Page excerpt >>
------------
Emergency Preparedness
Despite all precautions, fires can occur. Preparation determines whether a small fire stays small.
Fire-Fighting Equipment
Maintain the following at every petroleum work area:
- Sand buckets: At least 4 buckets of dry sand within arm’s reach of every work station. Sand smothers petroleum fires effectively.
- Earth/dirt pile: A mound of loose earth near the work area for larger spills.
- Wet blankets: Heavy wool or tightly woven cotton blankets kept soaked in water. These can smother small fires and protect people escaping through flames.
- Long-handled shovels: For throwing sand or earth onto fires from a safe distance.
Never Use Water on Petroleum Fires
Water does not extinguish burning petroleum. It spreads the fire by floating burning oil on top of the water, scattering it across a wider area. Water on a petroleum fire is one of the most dangerous mistakes possible. Use sand, earth, or smothering only.
------------
Work task >> Copy out the petroleum fire-safety text from "Fire-Fighting Equipment" up to and including "a safe distance.", word for word.

Records provided >>
------------
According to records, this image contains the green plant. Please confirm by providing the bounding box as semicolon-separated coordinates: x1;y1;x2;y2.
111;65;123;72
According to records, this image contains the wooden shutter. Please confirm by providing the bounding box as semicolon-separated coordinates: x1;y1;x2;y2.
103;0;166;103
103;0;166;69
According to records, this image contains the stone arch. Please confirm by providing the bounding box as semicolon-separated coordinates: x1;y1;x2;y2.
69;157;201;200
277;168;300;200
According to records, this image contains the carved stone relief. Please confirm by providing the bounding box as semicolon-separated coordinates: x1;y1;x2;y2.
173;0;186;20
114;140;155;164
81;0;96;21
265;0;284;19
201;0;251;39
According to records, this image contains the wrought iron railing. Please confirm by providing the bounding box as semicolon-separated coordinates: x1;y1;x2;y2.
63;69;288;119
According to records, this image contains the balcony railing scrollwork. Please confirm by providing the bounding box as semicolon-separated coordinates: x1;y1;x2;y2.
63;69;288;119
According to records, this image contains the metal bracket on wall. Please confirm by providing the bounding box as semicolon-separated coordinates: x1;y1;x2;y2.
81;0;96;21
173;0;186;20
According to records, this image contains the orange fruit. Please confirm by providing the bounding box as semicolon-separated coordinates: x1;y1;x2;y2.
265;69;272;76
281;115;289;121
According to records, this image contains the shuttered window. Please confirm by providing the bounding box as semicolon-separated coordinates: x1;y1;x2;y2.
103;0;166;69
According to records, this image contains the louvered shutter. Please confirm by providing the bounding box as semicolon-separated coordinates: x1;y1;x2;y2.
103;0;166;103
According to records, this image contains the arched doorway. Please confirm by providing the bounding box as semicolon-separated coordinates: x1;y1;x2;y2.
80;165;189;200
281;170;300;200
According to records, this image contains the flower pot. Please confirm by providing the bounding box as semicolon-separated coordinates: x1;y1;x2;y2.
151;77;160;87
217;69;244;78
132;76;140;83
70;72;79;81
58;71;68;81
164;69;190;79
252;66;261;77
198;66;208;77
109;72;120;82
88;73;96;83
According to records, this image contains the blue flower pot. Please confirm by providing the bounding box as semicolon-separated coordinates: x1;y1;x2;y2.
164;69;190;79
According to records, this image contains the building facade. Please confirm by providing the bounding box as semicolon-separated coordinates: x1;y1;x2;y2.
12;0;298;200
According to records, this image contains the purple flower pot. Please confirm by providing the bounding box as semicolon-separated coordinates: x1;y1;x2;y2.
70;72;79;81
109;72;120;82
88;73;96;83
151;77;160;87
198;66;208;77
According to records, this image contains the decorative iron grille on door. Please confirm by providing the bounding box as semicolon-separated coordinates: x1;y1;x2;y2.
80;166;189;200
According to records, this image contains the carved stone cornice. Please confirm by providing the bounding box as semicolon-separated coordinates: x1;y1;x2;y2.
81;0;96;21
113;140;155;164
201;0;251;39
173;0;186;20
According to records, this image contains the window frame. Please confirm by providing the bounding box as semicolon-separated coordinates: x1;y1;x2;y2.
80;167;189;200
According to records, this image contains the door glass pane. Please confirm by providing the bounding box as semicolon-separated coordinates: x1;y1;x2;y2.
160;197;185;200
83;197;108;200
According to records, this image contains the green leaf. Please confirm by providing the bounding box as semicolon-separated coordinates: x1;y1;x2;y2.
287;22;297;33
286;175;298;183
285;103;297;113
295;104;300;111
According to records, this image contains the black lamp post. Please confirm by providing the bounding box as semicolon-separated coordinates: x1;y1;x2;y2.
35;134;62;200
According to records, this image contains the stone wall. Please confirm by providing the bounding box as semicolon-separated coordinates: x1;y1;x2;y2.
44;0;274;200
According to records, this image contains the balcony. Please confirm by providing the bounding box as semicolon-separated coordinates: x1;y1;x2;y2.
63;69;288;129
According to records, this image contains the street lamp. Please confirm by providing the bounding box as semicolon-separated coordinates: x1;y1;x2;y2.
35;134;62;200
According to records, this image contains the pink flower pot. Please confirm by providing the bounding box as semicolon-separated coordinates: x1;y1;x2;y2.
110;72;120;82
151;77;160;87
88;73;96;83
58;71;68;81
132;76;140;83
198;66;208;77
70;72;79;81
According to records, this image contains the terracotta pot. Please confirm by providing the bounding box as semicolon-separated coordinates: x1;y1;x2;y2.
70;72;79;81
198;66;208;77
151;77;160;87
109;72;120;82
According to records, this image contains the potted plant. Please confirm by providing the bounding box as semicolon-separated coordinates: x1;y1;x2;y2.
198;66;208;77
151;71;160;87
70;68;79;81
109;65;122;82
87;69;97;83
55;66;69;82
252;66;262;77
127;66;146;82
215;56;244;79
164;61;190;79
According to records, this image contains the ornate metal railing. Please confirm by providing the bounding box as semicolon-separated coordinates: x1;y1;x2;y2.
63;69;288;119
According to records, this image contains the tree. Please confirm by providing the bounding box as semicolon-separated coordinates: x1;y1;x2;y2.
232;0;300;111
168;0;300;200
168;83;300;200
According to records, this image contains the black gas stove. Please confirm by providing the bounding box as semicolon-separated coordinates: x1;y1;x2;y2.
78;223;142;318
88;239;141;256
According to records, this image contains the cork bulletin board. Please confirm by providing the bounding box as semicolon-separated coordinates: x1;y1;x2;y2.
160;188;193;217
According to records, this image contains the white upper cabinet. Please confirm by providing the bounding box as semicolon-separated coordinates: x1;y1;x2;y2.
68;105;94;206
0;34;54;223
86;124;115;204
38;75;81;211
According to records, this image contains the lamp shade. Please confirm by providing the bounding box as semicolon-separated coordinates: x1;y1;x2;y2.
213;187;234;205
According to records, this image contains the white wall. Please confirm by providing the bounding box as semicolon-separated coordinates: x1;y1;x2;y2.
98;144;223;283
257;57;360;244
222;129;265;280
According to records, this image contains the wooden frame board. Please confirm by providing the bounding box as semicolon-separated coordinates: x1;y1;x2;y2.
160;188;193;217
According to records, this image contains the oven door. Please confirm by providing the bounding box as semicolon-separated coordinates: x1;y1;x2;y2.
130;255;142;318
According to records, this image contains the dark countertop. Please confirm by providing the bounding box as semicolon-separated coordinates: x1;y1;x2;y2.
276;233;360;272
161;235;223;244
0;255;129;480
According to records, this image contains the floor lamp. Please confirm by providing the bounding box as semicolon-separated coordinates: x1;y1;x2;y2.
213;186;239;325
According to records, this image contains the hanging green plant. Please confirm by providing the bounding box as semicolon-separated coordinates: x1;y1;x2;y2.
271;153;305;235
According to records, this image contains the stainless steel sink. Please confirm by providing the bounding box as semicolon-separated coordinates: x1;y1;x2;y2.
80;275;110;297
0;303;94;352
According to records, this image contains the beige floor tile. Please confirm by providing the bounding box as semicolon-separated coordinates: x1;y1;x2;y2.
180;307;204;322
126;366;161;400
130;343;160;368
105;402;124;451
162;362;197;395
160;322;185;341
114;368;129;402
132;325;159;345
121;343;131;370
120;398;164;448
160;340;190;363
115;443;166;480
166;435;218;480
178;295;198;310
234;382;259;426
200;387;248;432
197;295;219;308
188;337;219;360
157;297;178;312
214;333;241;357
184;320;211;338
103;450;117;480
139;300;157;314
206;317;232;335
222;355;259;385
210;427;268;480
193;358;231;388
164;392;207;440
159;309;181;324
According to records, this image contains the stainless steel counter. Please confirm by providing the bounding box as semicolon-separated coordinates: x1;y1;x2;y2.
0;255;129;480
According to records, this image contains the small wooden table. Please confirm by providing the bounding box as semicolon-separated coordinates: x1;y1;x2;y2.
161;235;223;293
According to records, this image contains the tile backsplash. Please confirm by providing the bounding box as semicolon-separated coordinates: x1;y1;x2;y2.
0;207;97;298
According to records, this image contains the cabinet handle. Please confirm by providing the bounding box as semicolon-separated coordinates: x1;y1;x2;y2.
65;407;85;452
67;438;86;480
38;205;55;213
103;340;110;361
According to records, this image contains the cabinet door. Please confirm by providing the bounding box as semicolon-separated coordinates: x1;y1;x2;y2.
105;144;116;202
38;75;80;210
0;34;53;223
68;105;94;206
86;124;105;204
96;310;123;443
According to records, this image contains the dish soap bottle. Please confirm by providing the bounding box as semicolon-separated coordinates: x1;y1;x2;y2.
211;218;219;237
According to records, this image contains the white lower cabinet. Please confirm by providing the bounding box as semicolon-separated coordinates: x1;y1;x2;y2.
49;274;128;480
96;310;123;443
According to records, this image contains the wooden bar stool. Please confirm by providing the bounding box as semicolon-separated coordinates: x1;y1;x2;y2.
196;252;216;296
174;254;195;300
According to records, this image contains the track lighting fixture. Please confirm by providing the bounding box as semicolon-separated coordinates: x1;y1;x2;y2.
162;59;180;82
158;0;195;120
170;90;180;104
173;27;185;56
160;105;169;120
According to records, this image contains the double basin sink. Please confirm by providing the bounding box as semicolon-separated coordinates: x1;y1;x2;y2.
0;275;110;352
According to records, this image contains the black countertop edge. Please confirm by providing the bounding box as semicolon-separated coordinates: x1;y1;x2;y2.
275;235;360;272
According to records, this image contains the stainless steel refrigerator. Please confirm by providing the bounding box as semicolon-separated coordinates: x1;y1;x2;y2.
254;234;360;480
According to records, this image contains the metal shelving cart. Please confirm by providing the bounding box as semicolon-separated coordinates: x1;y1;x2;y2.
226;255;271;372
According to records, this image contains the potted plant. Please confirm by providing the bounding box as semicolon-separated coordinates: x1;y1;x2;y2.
------------
Written response >>
Fire-Fighting Equipment
Maintain the following at every petroleum work area:
- Sand buckets: At least 4 buckets of dry sand within arm’s reach of every work station. Sand smothers petroleum fires effectively.
- Earth/dirt pile: A mound of loose earth near the work area for larger spills.
- Wet blankets: Heavy wool or tightly woven cotton blankets kept soaked in water. These can smother small fires and protect people escaping through flames.
- Long-handled shovels: For throwing sand or earth onto fires from a safe distance.